What needs to be done:
Where the string "cart" occurs in a line of the entries below, copy that line.

++++ Provided material

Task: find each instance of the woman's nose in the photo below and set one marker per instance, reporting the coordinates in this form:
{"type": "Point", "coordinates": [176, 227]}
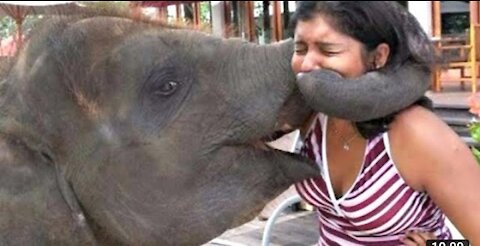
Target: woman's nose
{"type": "Point", "coordinates": [310, 62]}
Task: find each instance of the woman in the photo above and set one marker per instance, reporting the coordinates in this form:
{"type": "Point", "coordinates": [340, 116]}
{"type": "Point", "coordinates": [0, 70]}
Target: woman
{"type": "Point", "coordinates": [387, 181]}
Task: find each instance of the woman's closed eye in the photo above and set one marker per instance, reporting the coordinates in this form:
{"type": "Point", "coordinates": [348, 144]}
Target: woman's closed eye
{"type": "Point", "coordinates": [330, 53]}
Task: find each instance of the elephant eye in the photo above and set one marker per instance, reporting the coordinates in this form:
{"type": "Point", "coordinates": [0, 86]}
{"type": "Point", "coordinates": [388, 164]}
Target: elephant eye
{"type": "Point", "coordinates": [166, 89]}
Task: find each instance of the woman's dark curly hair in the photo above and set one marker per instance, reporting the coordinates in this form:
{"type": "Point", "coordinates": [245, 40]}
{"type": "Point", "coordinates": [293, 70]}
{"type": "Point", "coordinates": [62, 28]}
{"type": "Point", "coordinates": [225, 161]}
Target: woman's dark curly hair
{"type": "Point", "coordinates": [372, 23]}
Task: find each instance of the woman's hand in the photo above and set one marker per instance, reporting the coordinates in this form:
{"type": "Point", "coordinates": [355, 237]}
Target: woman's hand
{"type": "Point", "coordinates": [416, 238]}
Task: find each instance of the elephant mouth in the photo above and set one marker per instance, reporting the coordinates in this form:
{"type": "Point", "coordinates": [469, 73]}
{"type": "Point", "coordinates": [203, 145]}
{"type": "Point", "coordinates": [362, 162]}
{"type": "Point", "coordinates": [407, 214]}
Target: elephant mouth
{"type": "Point", "coordinates": [264, 143]}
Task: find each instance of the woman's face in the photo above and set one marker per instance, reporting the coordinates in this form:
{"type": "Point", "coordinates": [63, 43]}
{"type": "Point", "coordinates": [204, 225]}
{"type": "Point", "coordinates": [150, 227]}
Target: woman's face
{"type": "Point", "coordinates": [318, 45]}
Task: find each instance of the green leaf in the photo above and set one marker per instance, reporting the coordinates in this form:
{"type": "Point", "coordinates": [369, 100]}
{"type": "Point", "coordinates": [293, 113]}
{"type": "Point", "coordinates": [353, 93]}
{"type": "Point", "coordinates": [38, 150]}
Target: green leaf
{"type": "Point", "coordinates": [476, 153]}
{"type": "Point", "coordinates": [474, 129]}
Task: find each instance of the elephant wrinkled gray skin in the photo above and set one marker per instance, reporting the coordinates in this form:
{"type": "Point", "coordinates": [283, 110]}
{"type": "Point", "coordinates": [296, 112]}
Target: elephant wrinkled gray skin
{"type": "Point", "coordinates": [116, 132]}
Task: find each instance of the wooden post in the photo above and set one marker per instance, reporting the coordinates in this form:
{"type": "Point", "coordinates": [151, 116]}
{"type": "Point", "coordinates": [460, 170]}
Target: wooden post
{"type": "Point", "coordinates": [178, 12]}
{"type": "Point", "coordinates": [249, 21]}
{"type": "Point", "coordinates": [474, 12]}
{"type": "Point", "coordinates": [277, 27]}
{"type": "Point", "coordinates": [436, 19]}
{"type": "Point", "coordinates": [227, 5]}
{"type": "Point", "coordinates": [196, 14]}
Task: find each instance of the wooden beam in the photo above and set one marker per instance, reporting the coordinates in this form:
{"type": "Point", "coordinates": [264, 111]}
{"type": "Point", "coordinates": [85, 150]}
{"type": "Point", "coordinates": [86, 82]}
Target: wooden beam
{"type": "Point", "coordinates": [436, 19]}
{"type": "Point", "coordinates": [196, 14]}
{"type": "Point", "coordinates": [178, 12]}
{"type": "Point", "coordinates": [474, 12]}
{"type": "Point", "coordinates": [227, 5]}
{"type": "Point", "coordinates": [249, 21]}
{"type": "Point", "coordinates": [277, 27]}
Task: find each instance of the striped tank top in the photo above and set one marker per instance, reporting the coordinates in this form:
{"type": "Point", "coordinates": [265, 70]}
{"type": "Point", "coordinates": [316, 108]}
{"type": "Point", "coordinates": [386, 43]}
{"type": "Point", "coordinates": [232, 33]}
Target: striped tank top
{"type": "Point", "coordinates": [378, 209]}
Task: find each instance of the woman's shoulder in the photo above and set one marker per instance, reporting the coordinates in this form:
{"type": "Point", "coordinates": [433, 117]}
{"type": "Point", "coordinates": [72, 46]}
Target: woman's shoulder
{"type": "Point", "coordinates": [418, 120]}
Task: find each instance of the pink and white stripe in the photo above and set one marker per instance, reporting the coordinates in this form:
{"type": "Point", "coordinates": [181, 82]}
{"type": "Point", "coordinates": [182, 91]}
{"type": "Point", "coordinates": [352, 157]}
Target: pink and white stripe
{"type": "Point", "coordinates": [378, 209]}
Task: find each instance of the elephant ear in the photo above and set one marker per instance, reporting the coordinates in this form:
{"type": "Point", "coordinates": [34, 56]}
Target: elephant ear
{"type": "Point", "coordinates": [32, 207]}
{"type": "Point", "coordinates": [373, 95]}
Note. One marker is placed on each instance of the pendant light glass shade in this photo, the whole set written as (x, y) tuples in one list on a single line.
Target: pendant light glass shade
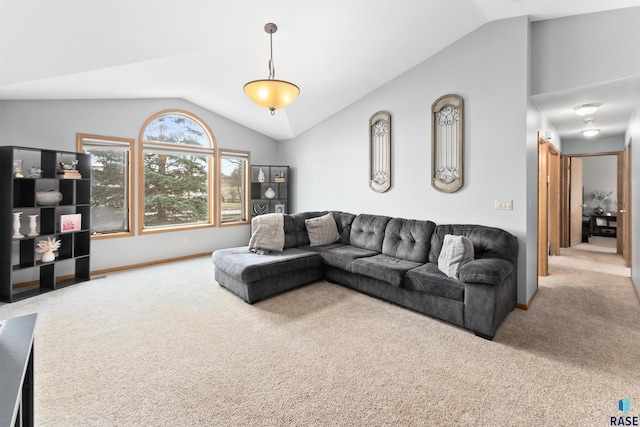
[(271, 93)]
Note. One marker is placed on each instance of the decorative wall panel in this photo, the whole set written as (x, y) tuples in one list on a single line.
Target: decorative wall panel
[(446, 143), (380, 151)]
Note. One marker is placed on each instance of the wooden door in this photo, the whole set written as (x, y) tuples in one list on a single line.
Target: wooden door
[(565, 211), (576, 202), (624, 204), (548, 203), (554, 201), (543, 206)]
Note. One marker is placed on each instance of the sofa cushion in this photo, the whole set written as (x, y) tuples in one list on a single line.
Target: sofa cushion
[(456, 252), (244, 265), (429, 279), (344, 221), (295, 230), (408, 239), (267, 232), (384, 267), (367, 232), (339, 255), (490, 271), (488, 242), (322, 230)]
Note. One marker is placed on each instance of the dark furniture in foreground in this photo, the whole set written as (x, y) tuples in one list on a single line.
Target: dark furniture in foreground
[(604, 225), (16, 371), (394, 259)]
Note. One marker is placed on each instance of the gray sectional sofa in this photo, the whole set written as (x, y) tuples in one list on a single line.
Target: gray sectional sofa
[(394, 259)]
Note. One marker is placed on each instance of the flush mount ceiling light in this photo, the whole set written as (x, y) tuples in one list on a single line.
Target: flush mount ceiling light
[(271, 93), (586, 109), (590, 132)]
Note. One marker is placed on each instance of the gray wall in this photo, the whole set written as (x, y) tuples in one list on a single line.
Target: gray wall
[(609, 144), (584, 49), (54, 124), (488, 68), (632, 136)]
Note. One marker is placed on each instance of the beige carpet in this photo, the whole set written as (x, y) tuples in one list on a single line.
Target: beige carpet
[(166, 346)]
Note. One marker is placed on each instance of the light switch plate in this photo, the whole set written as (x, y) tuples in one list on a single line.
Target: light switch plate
[(504, 204)]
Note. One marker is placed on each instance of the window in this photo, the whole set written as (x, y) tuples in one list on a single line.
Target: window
[(233, 182), (176, 171), (111, 191)]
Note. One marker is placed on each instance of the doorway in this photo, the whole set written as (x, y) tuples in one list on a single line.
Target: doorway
[(566, 205)]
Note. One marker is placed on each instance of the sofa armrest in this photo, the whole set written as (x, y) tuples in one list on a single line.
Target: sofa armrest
[(490, 271)]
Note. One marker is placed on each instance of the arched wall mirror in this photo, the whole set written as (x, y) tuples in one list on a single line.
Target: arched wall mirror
[(446, 143), (380, 151)]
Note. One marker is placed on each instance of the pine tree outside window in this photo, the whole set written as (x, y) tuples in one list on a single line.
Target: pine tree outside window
[(111, 184), (176, 165), (233, 189)]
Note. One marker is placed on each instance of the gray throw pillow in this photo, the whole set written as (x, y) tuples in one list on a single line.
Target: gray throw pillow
[(322, 230), (456, 252)]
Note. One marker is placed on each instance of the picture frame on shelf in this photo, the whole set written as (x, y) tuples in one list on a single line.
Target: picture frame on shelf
[(71, 222)]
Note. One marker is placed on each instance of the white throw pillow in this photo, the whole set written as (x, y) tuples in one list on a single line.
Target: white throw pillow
[(322, 230), (456, 252)]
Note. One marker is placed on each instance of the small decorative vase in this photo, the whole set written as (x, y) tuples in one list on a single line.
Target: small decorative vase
[(48, 256), (269, 194), (16, 225), (17, 169), (48, 198), (33, 225)]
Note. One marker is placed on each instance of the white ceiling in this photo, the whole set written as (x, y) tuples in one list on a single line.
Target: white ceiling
[(204, 51)]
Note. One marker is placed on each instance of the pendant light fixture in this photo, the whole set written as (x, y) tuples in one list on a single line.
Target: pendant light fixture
[(271, 93)]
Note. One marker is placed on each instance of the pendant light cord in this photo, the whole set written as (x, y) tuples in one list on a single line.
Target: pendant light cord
[(272, 68)]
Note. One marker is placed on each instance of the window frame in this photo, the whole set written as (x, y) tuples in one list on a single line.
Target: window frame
[(210, 151), (246, 155), (107, 141)]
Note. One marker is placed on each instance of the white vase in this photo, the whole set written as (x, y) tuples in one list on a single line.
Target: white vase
[(16, 225), (33, 225), (269, 194), (48, 198), (48, 257)]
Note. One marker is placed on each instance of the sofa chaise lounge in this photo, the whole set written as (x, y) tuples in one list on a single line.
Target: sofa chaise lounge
[(398, 260)]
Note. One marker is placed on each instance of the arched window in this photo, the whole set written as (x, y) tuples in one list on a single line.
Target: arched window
[(176, 170)]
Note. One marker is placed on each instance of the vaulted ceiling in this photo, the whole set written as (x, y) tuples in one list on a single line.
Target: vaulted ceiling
[(204, 51)]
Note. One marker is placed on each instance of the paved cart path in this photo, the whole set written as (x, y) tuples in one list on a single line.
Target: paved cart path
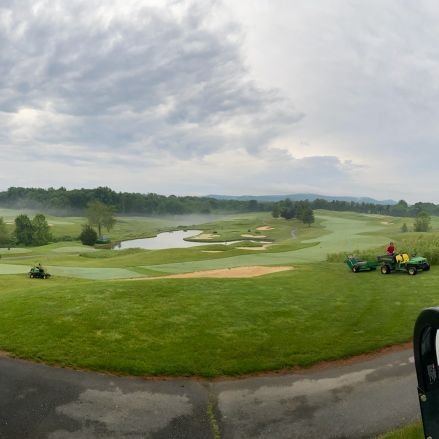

++++++++

Response below:
Note. One marker is placed on each instance of the paved cart path in this photo, the whole set written as (x, y) tuples in one list on a single line.
Target: paved cart path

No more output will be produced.